◆ Excerpt to read ◆

Allan C. Brownfeld, Editor
Special Interest Report
March-April 2002

The escalation of violence in Israel and the occupied West Bank has brought forth a variety of viewpoints from leading American Jewish spokesmen.  


 
In a full-page advertisement in The New York Times (March 21, 2002), the Conference of Presidents of Major American Jewish Organizations together with United Jewish Communities, the UJA-Federation of New York and the Jewish Community Relations Council, embrace the Israeli government response to recent developments.  


 
The ad declares, “We stand with the people and the State of Israel at this critical time. We share their pain and outrage at the terrible loss of life and limb as a result of the Palestinian campaign of terror and violence launched against Israel eighteen months ago ... We stand with Israel in demanding that the Palestinian Authority end the violence and terror, arrest and prosecute the perpetrators, dismantle the terrorist infrastructure, and the incitement against Israel and Jews, and live up to all its previous commitments.”  


 
In another full-page New York Times ad (March 22, 2002), the Tikkun community, headed by Rabbi Michael Lerner and including Rabbis Marcelo Bronstein, Steven Jacobs, Irwin Kula, and Jeremy Milgrom, sharply criticizes Israeli policy.

◆ Dataset records ◆

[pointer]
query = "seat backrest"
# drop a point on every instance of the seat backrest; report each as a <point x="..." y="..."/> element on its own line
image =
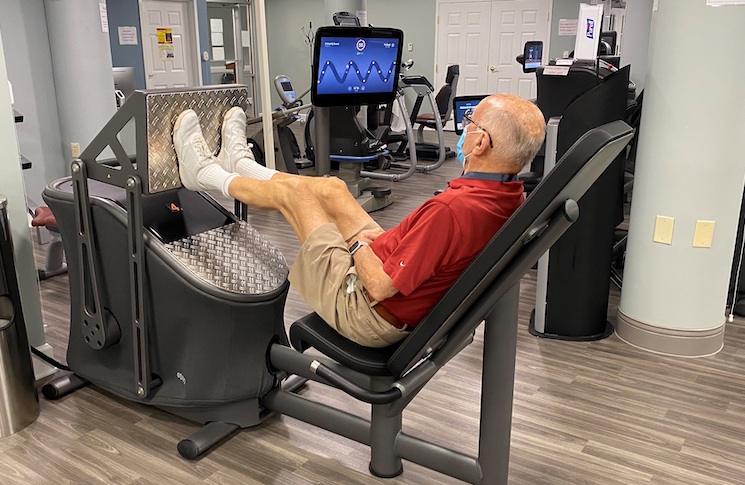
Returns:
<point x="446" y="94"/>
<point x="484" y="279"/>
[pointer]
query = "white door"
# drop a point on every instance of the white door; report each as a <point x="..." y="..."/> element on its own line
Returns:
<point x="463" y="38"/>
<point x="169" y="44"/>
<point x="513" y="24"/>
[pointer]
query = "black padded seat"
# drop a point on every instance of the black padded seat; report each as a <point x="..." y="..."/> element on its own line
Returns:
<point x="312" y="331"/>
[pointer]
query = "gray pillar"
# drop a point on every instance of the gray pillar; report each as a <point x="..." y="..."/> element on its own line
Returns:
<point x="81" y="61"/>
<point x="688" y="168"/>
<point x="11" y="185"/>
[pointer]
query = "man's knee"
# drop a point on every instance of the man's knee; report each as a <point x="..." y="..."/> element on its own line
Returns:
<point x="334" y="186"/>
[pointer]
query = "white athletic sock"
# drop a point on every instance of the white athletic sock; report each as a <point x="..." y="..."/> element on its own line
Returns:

◆ Request 1 ◆
Please set down everything in the Special Interest Report excerpt from "In a full-page" down to "to recent developments.".
◆ Request 2 ◆
Answer these questions from the Special Interest Report excerpt:
(a) Who is named as editor?
(b) According to the March 21 ad, how long ago was the Palestinian campaign against Israel launched?
(c) Who heads the Tikkun community?
◆ Request 3 ◆
Write what comes next in the Special Interest Report excerpt on American Jewish responses to the violence in Israel and the West Bank, starting after its last sentence.

◆ Expected output 1 ◆
In a full-page advertisement in The New York Times (March 21, 2002), the Conference of Presidents of Major American Jewish Organizations together with United Jewish Communities, the UJA-Federation of New York and the Jewish Community Relations Council, embrace the Israeli government response to recent developments.

◆ Expected output 2 ◆
(a) Allan C. Brownfeld
(b) Eighteen months ago
(c) Rabbi Michael Lerner

◆ Expected output 3 ◆
 
The ad declares: “No, Mr. Sharon! Many Americans do not support your policies in the West Bank and Gaza, which are immoral and have decreased Israeli security. As a step forward ending the cycle of violence, we urge our fellow citizens to support the Israeli Army Reservists who say ‘No’ to the Occupation. Over 370 courageous Israeli Army Reserve Officers have risked their careers and some have already been sent to jail because they publicly refuse to serve in the West Bank and Gaza. These soldiers have witnessed their own army violate human rights, practice torture, destroy homes, and perpetuate violence against civilians, acts that have become ‘necessary’ to maintain an oppressive Occupation. They won’t be silent partners to the Occupation any longer. Nor will tens of thousands of Israelis who have taken to the streets in demonstrations against the Occupation. Neither will we!”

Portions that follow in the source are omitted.